• Work item
Word for word, copy out the records given below.
::::
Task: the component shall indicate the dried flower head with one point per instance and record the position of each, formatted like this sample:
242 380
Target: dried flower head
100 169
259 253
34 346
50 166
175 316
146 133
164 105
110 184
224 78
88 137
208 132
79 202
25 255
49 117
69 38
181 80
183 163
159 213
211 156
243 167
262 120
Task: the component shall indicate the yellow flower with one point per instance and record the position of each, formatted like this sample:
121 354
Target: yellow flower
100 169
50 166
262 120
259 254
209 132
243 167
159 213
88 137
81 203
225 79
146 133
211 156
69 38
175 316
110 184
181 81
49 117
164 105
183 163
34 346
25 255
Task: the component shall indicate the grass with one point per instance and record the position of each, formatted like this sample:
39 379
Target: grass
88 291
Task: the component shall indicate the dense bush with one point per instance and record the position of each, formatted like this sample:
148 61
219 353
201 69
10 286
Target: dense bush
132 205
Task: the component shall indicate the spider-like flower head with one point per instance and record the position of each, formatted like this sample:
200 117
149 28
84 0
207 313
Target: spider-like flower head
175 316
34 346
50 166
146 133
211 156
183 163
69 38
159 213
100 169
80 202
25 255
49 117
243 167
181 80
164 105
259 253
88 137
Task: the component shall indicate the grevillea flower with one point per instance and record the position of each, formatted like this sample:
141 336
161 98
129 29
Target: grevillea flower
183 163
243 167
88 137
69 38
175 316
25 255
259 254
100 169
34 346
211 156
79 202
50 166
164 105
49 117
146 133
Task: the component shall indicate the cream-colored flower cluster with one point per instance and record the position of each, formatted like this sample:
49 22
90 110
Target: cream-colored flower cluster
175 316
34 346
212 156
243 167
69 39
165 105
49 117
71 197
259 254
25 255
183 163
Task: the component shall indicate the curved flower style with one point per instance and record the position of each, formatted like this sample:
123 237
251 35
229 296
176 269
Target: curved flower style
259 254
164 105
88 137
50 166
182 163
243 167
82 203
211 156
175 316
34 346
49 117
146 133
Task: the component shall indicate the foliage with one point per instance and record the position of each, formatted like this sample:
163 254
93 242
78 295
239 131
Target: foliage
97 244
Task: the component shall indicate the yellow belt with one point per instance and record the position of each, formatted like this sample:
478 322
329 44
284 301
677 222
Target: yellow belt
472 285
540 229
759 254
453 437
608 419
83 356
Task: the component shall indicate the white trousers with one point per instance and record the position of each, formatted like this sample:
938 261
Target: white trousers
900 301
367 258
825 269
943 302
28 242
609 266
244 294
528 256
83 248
::::
• Response area
Task: the component shall indicate the dried flower head with one point per instance and record the position of each, formatted like this sample:
242 380
Target: dried flower head
100 169
259 253
34 346
50 166
175 316
146 133
164 105
110 184
224 78
88 137
208 132
79 202
25 255
49 117
69 38
181 80
183 163
159 213
211 156
243 167
262 120
Task: the component shall indicate the yellow flower with one point per instance and record the position of each, formatted like this sample:
121 354
Target: yellow flower
100 169
50 166
262 120
259 254
209 132
243 167
159 213
88 137
81 203
225 79
146 133
211 156
69 38
175 316
110 184
181 81
49 117
164 105
183 163
34 346
25 255
Task: the component shall indicate the grass with one point per instance and record the position of each, formatted like this sample:
39 379
Target: grass
88 291
Task: the component shall indicate the dense bush with one point per instance and record the position of each, formatted like this sample:
148 61
219 353
201 69
10 286
Target: dense bush
132 205
Task: the component shall indicate the spider-like flower head with one point per instance and record the position of each, formatted like this sample:
200 117
149 28
84 0
207 313
Target: spider-like flower head
175 316
34 346
50 166
146 133
211 156
183 163
69 38
159 213
100 169
80 202
25 255
49 117
243 167
181 80
164 105
259 253
88 137
Task: the component shall indicate the grevillea flower with one point per instance and record the position of each, formatted like this sample:
141 336
161 98
129 29
Target: grevillea flower
183 163
243 167
88 137
69 38
175 316
25 255
259 254
100 169
34 346
211 156
79 202
50 166
164 105
49 117
146 133
Task: the component shall indicate the cream-colored flower cluster with one point per instance and record the position of each, formatted like this sample:
49 22
90 110
Target: cream-colored flower cluster
175 316
34 346
212 156
243 167
69 39
165 105
49 117
71 197
259 254
25 255
183 163
Task: the component shall indicate the curved flower style with one point per instance and record the position of each, formatted like this sample:
123 237
251 35
229 296
176 269
Target: curved flower style
259 254
164 105
88 137
50 166
182 163
243 167
82 203
211 156
175 316
34 346
49 117
146 133
Task: the component shall indicate the foliage with one point per instance and record the position of each, formatted like this sample:
163 254
93 242
78 295
239 131
Target: foliage
97 244
Task: the component shall indicate the yellow belt with one point per instance and record the position of each, formatted like this sample:
478 322
329 44
284 301
677 222
Target: yellow belt
472 285
540 229
759 254
453 437
608 419
83 356
Task: the component shall indicate the white trousers with one point per instance and record the position of each, formatted like this sample:
938 261
Target: white trousers
900 301
367 258
825 269
943 302
28 242
609 266
244 294
528 256
83 248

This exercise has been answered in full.